**Extracted text**
Sun | Jun 20, 2021

Jamaicans cash in on US discrimination suit payout

Published:Tuesday | April 27, 2021 | 2:12 PM
About 90 Jamaicans workers will receive cheques ranging from less than US$1,000 to more than US$14,000 under the settlement with the Yellowstone Club and Georgia-based staffing firm Hospitality Staffing Solutions.

BILLINGS, Montana (AP):
Dozens of Jamaicans recruited to work as cooks, servers, and housekeepers at a Montana ski resort for the ultra-rich have reached a US$1-million settlement over allegations they were discriminated against and paid less than other employees to do the same work.

About 90 Jamaicans workers will receive cheques ranging from less than US$1,000 to more than US$14,000 under the settlement with the Yellowstone Club and Georgia-based staffing firm Hospitality Staffing Solutions, court documents show.

The workers alleged they did not receive tips or service charges included on restaurant and bar bills like other employees did while cooking for or serving club members, who include Microsoft founder Bill Gates, Berkshire Hathaway founder Warren Buffett, and Facebook co-founder Mark Zuckerberg.

Neither the club nor the staffing agency admitted any liability under the settlement.

The settlement approved by US District Judge Sam Haddon on April 22 came in a lawsuit filed on the workers' behalf in 2019.

It covered their treatment at the exclusive ski and golf club in the mountains near Big Sky during the winter of 2017-18.

The Jamaicans alleged they had been recruited to work at the club through fraudulent claims about the tips and service charges they would receive, and then brought to Montana through a federal employment visa programme.

**Dataset excerpts**
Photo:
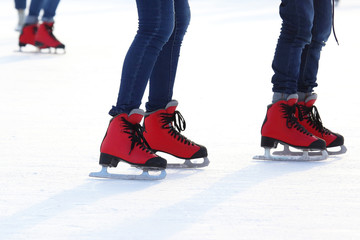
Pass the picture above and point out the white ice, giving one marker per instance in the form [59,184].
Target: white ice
[53,115]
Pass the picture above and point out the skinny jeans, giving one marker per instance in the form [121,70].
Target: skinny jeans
[153,55]
[306,26]
[49,7]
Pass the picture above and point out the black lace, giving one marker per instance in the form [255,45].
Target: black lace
[312,116]
[178,126]
[291,121]
[136,136]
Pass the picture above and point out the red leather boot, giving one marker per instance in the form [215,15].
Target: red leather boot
[162,132]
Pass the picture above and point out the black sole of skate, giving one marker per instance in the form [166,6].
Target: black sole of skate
[107,160]
[187,162]
[267,142]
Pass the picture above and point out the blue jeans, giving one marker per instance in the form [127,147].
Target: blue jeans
[153,55]
[20,4]
[49,7]
[306,26]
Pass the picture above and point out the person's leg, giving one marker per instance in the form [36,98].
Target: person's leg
[156,24]
[20,4]
[34,11]
[49,7]
[163,75]
[297,22]
[311,54]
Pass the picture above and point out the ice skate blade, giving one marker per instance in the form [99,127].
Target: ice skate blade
[188,164]
[287,152]
[143,176]
[301,157]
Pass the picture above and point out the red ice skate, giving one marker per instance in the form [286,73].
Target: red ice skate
[162,132]
[281,126]
[312,122]
[45,38]
[124,142]
[27,35]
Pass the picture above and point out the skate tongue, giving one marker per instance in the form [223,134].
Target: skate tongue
[135,116]
[292,99]
[310,100]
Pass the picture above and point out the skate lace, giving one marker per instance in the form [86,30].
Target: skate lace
[312,116]
[136,136]
[174,129]
[50,31]
[291,121]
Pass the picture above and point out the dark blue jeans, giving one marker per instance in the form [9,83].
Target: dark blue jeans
[306,26]
[20,4]
[153,55]
[49,7]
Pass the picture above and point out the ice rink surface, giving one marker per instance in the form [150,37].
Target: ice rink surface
[53,114]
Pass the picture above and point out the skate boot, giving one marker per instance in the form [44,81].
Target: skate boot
[45,38]
[162,132]
[124,142]
[27,35]
[312,122]
[281,126]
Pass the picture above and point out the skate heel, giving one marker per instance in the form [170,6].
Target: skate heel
[268,142]
[108,160]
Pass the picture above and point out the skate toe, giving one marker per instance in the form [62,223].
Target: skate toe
[339,141]
[202,152]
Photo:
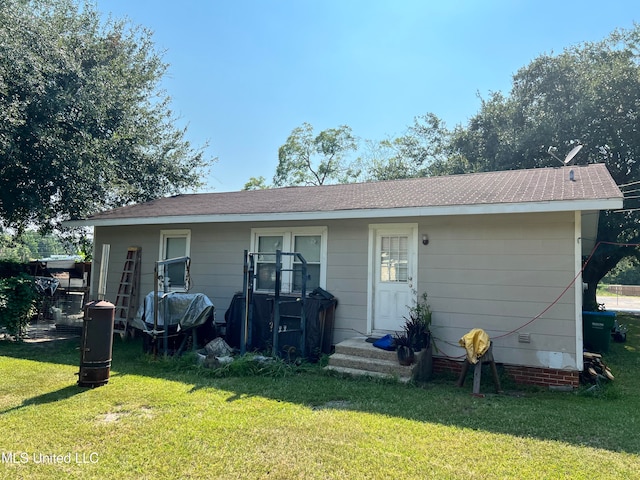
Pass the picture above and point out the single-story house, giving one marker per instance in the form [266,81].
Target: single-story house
[492,250]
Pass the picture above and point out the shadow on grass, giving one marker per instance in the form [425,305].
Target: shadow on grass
[598,420]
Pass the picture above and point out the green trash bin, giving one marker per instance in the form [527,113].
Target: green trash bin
[596,330]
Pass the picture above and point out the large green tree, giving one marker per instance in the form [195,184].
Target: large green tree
[84,124]
[310,159]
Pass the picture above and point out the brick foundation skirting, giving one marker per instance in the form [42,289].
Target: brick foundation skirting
[544,377]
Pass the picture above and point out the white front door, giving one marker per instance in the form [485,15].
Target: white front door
[394,266]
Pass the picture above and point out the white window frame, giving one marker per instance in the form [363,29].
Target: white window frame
[288,242]
[166,234]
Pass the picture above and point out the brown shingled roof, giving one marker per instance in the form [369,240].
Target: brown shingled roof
[591,182]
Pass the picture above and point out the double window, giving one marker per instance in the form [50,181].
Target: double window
[311,243]
[175,244]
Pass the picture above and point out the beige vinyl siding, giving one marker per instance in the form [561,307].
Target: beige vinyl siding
[495,272]
[347,277]
[498,272]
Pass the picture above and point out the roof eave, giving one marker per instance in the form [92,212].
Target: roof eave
[429,211]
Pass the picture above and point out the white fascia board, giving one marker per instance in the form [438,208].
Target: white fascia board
[436,211]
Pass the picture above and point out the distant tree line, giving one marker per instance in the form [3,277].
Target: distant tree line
[587,95]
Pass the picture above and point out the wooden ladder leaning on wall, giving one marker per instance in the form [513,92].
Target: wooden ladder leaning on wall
[127,298]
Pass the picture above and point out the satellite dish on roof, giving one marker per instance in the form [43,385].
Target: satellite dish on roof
[567,161]
[574,151]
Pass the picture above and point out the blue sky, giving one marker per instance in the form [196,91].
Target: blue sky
[244,73]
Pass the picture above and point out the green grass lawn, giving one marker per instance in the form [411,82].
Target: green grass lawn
[160,419]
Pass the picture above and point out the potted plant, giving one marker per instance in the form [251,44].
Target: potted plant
[403,348]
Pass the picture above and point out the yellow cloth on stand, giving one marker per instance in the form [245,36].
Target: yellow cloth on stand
[476,342]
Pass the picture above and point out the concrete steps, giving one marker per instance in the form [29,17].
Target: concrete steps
[356,356]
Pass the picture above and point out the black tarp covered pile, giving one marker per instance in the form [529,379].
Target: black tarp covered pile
[319,315]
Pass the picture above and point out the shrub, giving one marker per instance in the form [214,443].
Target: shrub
[17,303]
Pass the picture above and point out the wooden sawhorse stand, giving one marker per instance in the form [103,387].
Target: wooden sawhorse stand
[477,372]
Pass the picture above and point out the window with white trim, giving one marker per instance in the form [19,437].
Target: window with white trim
[175,244]
[310,242]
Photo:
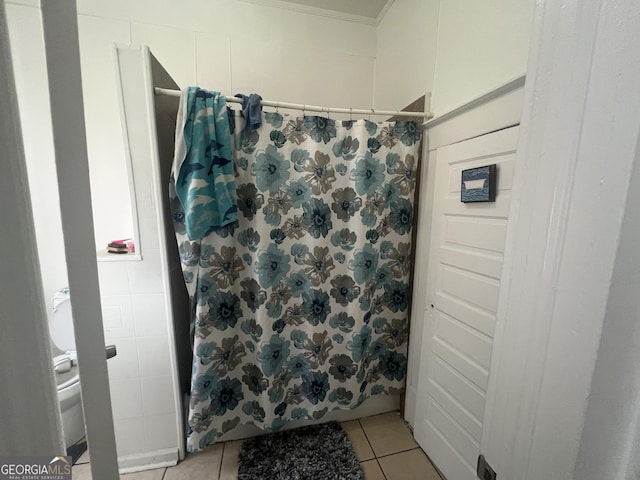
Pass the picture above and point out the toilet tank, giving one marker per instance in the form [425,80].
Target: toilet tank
[61,322]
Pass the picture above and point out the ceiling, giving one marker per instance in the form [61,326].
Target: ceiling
[364,11]
[364,8]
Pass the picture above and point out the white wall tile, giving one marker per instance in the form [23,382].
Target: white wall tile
[117,317]
[125,363]
[153,356]
[130,436]
[157,395]
[126,398]
[160,431]
[213,66]
[146,276]
[174,48]
[149,314]
[113,278]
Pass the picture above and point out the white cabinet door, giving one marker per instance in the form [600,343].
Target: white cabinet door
[465,263]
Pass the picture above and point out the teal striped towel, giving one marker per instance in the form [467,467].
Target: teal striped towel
[203,169]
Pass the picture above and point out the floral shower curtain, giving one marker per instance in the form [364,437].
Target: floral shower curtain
[300,306]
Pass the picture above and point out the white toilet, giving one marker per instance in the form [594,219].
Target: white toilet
[66,367]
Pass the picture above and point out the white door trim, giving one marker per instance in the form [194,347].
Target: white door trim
[62,53]
[579,137]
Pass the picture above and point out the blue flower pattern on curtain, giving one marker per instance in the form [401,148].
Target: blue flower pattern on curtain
[300,307]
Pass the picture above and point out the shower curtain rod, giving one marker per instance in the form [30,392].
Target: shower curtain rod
[312,108]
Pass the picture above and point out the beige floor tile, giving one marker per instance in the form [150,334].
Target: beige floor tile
[155,474]
[204,465]
[84,458]
[359,440]
[387,434]
[81,472]
[372,470]
[230,460]
[411,465]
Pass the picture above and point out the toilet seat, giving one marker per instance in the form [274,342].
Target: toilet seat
[61,322]
[68,378]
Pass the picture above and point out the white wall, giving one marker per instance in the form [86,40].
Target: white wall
[481,45]
[614,403]
[27,46]
[456,49]
[406,53]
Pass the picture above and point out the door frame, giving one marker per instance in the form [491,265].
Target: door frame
[62,55]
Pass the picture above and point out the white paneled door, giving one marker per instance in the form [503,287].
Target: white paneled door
[465,263]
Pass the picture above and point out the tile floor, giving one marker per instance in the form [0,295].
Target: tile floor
[383,444]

**Activity list**
**A)** According to the news article about the Yellowstone Club settlement, who approved the settlement, and on what date?
**B)** Render this sentence from the news article about the Yellowstone Club settlement in Spanish: "Neither the club nor the staffing agency admitted any liability under the settlement."
**C)** Extend the news article about the Yellowstone Club settlement, starting after its final sentence.
The records have nothing to do with the news article about the Yellowstone Club settlement.

**Task-by-task answers**
**A)** US District Judge Sam Haddon approved the settlement on April 22.

**B)** Ni el club ni la agencia de personal admitieron responsabilidad alguna en virtud del acuerdo.

**C)**
The suit claimed the lost tips and service charges could amount to around US$500 a night for workers at the nicest restaurants.

The suit also said lower wages were paid to Jamaican workers, with cooks paid US$12 per hour, while others were paid US$15-US$18 an hour.

It alleged non-Jamaican workers were given preference to work at special events where they could be paid more money.

Those who complained said they were told they would not receive tips and service charges because they “were not from here,” while a server who complained was told he could always be “taken back to Jamaica,” the lawsuit said.

Under the settlement, the club will pay US$515,000 and Hospitality Staffing will pay $485,000, according to court documents.

Yellowstone Club General Manager Hans Williamson said in a statement that the resort now directly employs workers who come from Jamaica under the employment visa programme.

Williamson said the majority of those workers return each year and the programme has grown.